> **REQUIRED WORK**
Check each line of the records below and collect those holding "carrot".

[Items from a dataset]
- - - - - - -
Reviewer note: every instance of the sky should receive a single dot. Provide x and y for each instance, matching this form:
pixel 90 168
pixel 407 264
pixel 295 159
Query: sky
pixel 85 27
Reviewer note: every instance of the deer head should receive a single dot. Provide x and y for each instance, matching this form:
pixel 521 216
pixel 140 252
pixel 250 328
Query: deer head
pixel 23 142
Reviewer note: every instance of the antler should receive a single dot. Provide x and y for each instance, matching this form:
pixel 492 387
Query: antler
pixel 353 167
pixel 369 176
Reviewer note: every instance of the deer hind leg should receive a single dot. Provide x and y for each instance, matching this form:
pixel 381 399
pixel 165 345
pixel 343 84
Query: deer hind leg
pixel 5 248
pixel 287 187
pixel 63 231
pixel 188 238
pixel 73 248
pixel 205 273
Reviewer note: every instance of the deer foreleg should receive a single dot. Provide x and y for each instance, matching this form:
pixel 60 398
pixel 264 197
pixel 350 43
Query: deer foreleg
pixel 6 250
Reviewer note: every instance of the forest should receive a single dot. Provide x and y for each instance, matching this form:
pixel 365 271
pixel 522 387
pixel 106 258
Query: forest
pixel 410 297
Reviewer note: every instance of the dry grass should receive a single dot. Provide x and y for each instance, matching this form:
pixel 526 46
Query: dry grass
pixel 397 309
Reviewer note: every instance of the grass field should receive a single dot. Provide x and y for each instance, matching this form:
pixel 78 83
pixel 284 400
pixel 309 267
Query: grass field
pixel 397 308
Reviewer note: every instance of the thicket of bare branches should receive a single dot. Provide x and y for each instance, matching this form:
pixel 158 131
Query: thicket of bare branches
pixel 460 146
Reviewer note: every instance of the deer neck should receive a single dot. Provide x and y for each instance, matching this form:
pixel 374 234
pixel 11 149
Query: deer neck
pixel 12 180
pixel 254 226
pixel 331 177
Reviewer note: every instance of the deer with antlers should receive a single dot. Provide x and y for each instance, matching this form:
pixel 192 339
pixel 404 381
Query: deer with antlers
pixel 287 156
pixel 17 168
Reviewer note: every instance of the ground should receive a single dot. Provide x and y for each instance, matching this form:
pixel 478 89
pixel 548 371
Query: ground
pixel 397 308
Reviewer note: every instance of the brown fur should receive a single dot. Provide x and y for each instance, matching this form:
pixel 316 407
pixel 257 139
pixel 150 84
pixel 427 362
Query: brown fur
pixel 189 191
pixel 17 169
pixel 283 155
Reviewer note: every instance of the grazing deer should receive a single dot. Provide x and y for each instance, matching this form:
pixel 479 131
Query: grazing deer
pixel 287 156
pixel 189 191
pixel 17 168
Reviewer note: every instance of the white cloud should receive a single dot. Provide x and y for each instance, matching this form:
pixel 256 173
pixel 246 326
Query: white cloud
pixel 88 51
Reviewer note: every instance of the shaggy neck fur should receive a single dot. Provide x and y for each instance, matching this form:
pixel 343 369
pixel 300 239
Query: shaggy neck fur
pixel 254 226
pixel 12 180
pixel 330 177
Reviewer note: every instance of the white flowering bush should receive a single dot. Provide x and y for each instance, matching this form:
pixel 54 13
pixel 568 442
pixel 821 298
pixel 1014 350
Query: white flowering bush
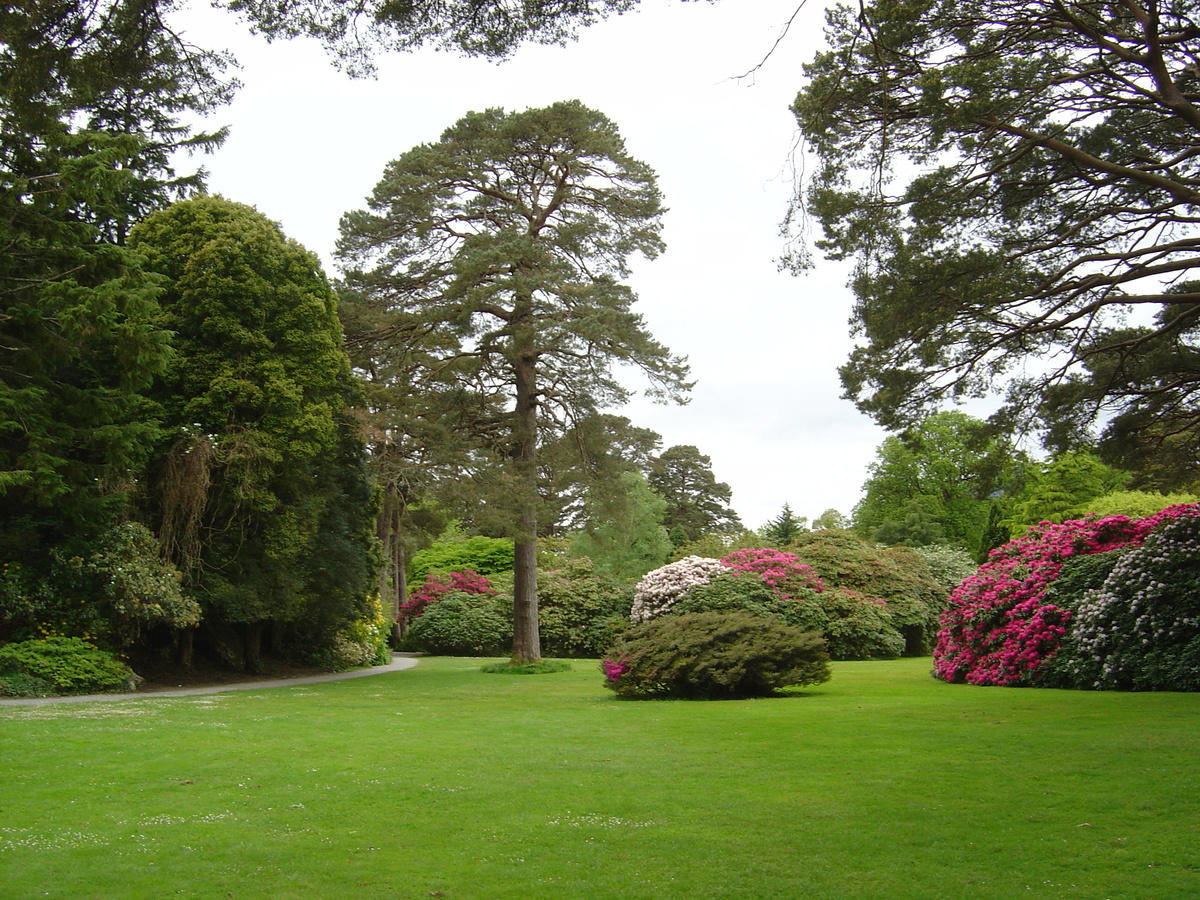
pixel 661 588
pixel 1141 629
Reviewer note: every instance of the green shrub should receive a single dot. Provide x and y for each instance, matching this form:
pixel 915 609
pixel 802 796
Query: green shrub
pixel 579 611
pixel 465 625
pixel 714 655
pixel 70 664
pixel 486 556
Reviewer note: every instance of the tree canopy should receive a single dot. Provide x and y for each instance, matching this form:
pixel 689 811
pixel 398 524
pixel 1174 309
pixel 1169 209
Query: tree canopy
pixel 1012 179
pixel 496 256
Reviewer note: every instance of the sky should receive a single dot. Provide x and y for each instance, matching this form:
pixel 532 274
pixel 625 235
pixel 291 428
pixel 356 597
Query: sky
pixel 309 143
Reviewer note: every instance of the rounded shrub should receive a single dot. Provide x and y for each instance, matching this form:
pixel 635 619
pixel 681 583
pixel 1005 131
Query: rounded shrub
pixel 713 655
pixel 462 624
pixel 70 665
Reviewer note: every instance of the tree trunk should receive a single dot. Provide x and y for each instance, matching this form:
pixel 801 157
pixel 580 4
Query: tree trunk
pixel 526 639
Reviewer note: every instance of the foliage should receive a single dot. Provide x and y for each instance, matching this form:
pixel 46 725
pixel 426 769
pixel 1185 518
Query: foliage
pixel 94 103
pixel 462 624
pixel 625 538
pixel 495 259
pixel 780 570
pixel 661 588
pixel 784 527
pixel 485 556
pixel 1135 504
pixel 1141 629
pixel 261 491
pixel 1003 623
pixel 70 664
pixel 435 587
pixel 898 576
pixel 1062 490
pixel 695 502
pixel 1012 178
pixel 713 655
pixel 935 481
pixel 947 565
pixel 580 610
pixel 492 30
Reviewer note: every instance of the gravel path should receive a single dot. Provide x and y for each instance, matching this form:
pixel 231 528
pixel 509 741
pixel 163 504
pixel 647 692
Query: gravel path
pixel 399 661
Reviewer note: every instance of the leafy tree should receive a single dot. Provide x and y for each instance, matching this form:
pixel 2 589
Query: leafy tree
pixel 1062 489
pixel 491 29
pixel 625 538
pixel 784 528
pixel 499 251
pixel 261 490
pixel 695 501
pixel 93 97
pixel 1012 178
pixel 941 472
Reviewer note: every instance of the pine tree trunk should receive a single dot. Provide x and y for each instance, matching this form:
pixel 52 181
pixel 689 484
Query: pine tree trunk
pixel 526 639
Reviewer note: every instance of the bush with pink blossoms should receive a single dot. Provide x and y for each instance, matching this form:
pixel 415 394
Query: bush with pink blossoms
pixel 781 570
pixel 1002 628
pixel 435 587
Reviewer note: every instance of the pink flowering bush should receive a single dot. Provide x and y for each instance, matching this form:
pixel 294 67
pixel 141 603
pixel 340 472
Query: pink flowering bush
pixel 436 587
pixel 783 571
pixel 1001 628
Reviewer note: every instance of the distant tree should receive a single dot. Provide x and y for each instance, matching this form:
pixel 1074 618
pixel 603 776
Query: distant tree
pixel 831 519
pixel 1013 178
pixel 625 537
pixel 784 528
pixel 261 493
pixel 952 465
pixel 696 501
pixel 497 251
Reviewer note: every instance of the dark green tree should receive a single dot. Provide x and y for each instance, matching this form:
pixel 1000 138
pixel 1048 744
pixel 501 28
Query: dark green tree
pixel 501 250
pixel 261 490
pixel 1012 178
pixel 784 528
pixel 952 466
pixel 93 96
pixel 695 501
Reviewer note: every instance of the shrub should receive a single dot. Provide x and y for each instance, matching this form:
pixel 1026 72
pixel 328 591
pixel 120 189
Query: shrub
pixel 70 664
pixel 1003 624
pixel 462 624
pixel 579 612
pixel 713 655
pixel 437 587
pixel 659 589
pixel 783 571
pixel 486 556
pixel 1141 629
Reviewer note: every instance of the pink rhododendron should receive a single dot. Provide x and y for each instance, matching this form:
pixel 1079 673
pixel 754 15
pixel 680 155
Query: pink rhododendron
pixel 999 630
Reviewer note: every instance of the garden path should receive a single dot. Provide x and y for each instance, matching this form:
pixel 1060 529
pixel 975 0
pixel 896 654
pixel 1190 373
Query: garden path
pixel 399 661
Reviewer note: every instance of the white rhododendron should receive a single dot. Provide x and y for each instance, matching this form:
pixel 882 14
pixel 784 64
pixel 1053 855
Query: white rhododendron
pixel 661 588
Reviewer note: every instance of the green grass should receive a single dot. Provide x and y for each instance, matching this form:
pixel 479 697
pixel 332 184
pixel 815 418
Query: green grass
pixel 447 781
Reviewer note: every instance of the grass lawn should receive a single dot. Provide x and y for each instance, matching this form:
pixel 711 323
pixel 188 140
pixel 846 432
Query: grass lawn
pixel 444 781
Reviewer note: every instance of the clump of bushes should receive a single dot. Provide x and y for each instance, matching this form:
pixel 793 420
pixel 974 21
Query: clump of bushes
pixel 1038 615
pixel 61 665
pixel 714 655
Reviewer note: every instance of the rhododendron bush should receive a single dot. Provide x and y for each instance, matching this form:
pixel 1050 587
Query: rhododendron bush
pixel 1008 624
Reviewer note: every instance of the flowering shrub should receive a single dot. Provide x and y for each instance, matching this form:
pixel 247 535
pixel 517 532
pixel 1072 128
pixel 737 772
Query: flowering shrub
pixel 435 587
pixel 1141 629
pixel 660 588
pixel 783 571
pixel 1002 628
pixel 713 655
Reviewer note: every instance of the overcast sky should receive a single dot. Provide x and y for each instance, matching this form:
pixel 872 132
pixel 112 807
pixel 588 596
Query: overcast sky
pixel 309 143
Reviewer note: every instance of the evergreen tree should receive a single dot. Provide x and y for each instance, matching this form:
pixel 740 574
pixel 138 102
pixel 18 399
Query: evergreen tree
pixel 497 253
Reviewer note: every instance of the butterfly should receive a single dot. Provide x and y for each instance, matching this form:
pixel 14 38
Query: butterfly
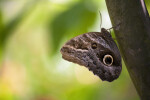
pixel 97 51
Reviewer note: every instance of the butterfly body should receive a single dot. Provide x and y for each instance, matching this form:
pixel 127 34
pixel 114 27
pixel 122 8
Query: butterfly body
pixel 97 51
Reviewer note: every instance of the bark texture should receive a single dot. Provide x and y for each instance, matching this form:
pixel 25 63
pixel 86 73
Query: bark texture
pixel 133 36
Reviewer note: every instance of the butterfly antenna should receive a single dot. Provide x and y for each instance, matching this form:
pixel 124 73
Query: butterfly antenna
pixel 100 19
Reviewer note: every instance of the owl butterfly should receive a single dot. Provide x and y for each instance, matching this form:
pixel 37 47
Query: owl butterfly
pixel 97 51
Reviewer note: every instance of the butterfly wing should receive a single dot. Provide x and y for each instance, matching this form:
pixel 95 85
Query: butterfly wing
pixel 97 51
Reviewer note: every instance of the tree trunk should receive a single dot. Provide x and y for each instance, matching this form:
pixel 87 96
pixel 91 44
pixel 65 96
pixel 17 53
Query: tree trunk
pixel 133 36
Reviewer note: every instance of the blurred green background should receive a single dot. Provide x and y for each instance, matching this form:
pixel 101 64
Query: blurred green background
pixel 31 67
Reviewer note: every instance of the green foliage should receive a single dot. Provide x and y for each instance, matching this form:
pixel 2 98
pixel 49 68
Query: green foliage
pixel 72 22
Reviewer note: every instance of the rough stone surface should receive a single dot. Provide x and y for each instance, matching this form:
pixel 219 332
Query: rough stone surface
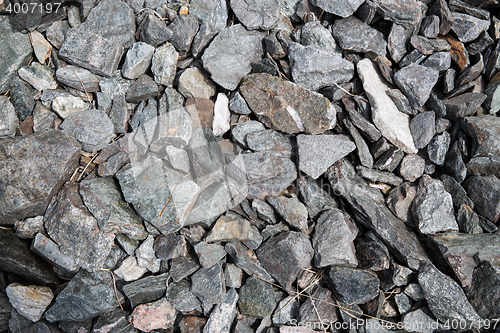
pixel 236 46
pixel 290 108
pixel 284 255
pixel 392 123
pixel 445 298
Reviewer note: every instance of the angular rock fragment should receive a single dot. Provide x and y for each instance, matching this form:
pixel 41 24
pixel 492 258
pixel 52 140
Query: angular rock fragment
pixel 370 210
pixel 285 255
pixel 75 230
pixel 353 286
pixel 333 240
pixel 432 207
pixel 25 158
pixel 86 296
pixel 287 107
pixel 445 298
pixel 234 45
pixel 91 51
pixel 393 124
pixel 315 69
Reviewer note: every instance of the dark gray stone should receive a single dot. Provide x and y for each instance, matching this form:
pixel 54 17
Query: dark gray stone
pixel 445 298
pixel 432 207
pixel 86 296
pixel 184 28
pixel 262 15
pixel 285 255
pixel 75 230
pixel 370 210
pixel 91 51
pixel 356 36
pixel 145 290
pixel 423 128
pixel 485 193
pixel 416 82
pixel 113 20
pixel 103 199
pixel 16 51
pixel 438 147
pixel 315 69
pixel 353 286
pixel 91 128
pixel 462 252
pixel 257 298
pixel 234 45
pixel 333 240
pixel 290 108
pixel 33 169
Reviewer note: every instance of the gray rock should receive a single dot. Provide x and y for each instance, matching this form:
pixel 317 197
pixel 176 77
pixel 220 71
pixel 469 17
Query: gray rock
pixel 482 293
pixel 181 298
pixel 392 123
pixel 16 50
pixel 468 27
pixel 91 128
pixel 164 64
pixel 284 255
pixel 432 207
pixel 208 284
pixel 193 84
pixel 370 211
pixel 137 60
pixel 291 108
pixel 257 298
pixel 103 199
pixel 379 176
pixel 146 290
pixel 78 78
pixel 154 31
pixel 184 28
pixel 342 8
pixel 112 20
pixel 412 167
pixel 485 193
pixel 245 259
pixel 18 259
pixel 222 317
pixel 333 240
pixel 463 105
pixel 8 118
pixel 423 128
pixel 209 254
pixel 445 298
pixel 353 286
pixel 257 15
pixel 356 36
pixel 75 230
pixel 40 77
pixel 233 45
pixel 417 90
pixel 25 158
pixel 438 147
pixel 91 51
pixel 49 250
pixel 86 296
pixel 315 69
pixel 450 246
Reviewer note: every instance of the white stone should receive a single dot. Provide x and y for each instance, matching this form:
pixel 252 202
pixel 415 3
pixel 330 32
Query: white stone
pixel 29 301
pixel 178 158
pixel 392 123
pixel 221 115
pixel 129 270
pixel 65 105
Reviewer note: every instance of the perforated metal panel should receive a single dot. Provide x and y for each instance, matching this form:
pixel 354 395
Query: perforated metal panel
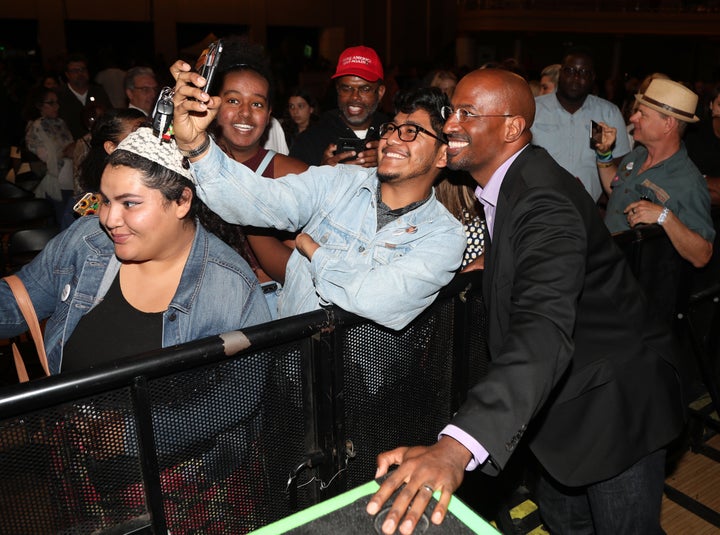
pixel 189 444
pixel 397 387
pixel 66 470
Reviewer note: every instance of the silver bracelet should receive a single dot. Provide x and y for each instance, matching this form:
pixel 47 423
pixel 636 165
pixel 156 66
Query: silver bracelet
pixel 193 153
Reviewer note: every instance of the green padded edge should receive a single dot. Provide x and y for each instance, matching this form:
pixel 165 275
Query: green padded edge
pixel 456 507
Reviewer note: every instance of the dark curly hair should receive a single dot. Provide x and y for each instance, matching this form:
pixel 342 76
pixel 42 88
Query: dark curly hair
pixel 430 99
pixel 109 127
pixel 239 55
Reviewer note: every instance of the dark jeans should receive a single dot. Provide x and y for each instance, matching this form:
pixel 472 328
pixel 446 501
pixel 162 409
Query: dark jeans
pixel 628 504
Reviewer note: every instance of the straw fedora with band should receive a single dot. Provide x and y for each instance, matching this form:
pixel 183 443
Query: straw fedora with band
pixel 670 98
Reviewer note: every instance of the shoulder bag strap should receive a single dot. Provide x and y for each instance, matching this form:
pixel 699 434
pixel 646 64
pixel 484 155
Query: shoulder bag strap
pixel 265 162
pixel 28 311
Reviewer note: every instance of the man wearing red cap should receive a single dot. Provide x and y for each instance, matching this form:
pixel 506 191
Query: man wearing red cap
pixel 360 88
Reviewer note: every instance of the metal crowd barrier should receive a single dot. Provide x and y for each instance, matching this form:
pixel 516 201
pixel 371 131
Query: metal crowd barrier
pixel 230 433
pixel 233 432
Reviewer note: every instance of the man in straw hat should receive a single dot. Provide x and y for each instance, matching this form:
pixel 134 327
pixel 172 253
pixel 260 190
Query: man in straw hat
pixel 657 182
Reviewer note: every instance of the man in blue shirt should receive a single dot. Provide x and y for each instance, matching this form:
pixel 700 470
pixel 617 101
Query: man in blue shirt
pixel 375 242
pixel 562 121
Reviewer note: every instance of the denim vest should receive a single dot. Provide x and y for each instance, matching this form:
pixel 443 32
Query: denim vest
pixel 218 291
pixel 388 275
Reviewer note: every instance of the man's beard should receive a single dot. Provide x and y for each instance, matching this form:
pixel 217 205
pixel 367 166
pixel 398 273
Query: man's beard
pixel 385 178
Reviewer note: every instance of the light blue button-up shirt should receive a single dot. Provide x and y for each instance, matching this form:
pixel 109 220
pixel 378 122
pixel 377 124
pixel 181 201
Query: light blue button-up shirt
pixel 388 275
pixel 566 136
pixel 218 291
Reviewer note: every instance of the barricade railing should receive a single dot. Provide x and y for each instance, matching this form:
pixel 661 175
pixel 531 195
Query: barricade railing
pixel 232 432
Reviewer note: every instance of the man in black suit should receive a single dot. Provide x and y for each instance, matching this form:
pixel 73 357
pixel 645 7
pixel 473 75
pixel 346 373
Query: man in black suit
pixel 580 369
pixel 78 94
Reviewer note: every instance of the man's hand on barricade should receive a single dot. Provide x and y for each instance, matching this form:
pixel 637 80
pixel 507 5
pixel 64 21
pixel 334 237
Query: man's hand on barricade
pixel 609 135
pixel 422 470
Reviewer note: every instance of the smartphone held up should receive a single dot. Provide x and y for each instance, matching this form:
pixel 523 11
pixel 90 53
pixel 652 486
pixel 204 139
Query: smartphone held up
pixel 595 134
pixel 206 66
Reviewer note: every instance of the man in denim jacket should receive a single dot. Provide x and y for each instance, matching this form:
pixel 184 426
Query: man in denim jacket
pixel 375 242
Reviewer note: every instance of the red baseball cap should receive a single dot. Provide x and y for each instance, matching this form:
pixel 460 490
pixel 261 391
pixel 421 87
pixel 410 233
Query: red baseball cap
pixel 360 61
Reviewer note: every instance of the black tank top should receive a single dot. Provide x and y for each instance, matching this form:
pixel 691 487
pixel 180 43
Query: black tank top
pixel 111 330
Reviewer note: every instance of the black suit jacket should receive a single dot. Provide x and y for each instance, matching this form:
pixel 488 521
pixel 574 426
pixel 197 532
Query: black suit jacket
pixel 579 366
pixel 71 109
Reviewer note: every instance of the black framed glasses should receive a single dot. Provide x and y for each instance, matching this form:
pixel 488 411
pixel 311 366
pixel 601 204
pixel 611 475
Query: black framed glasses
pixel 462 115
pixel 407 132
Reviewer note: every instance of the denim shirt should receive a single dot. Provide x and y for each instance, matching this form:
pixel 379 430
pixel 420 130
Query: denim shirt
pixel 218 291
pixel 388 275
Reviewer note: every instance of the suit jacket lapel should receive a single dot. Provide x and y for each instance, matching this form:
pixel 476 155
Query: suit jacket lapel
pixel 502 212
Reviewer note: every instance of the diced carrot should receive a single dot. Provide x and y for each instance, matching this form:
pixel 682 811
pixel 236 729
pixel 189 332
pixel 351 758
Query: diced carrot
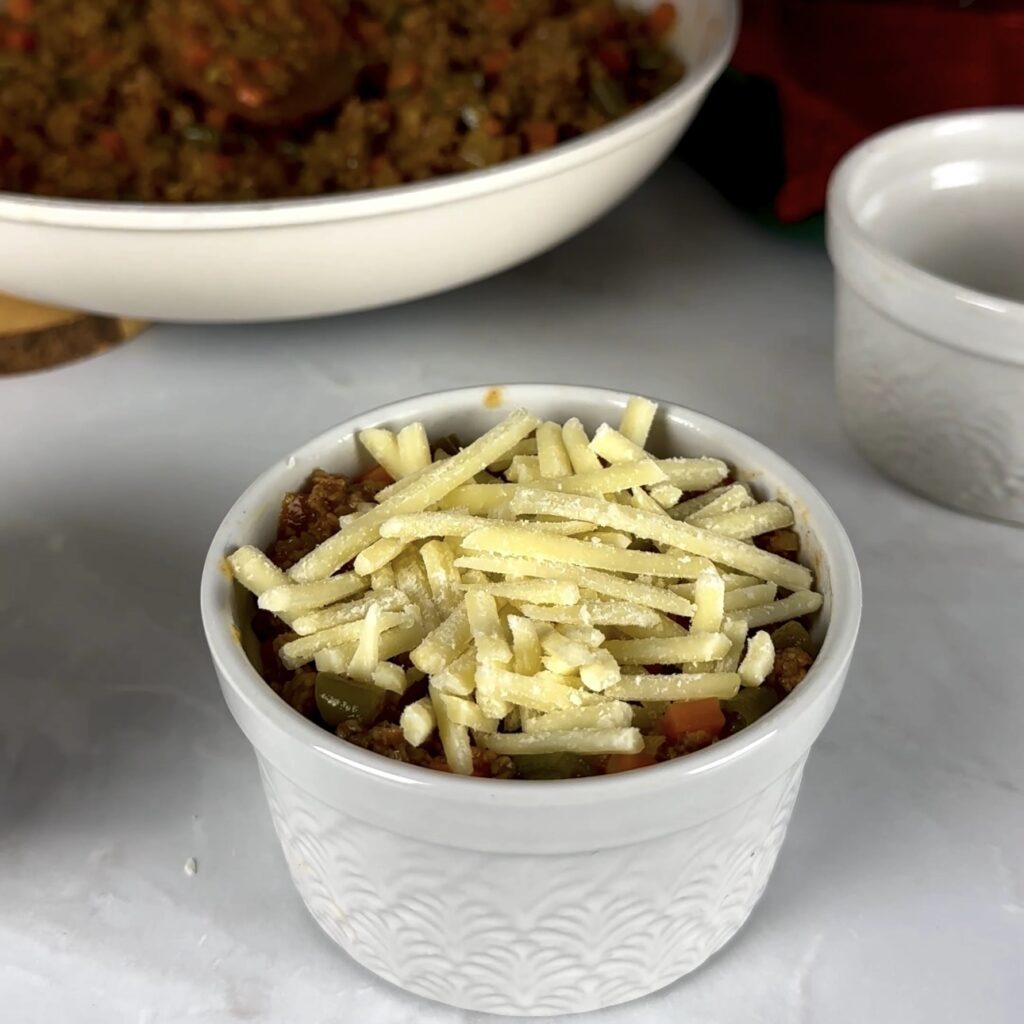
- - - - - - -
> **EXPECTED OUTPUT**
Reviewer note: every instance of the diced carrot should receive a single dot. Provide x and y for each instance, matching this form:
Query: diced carrot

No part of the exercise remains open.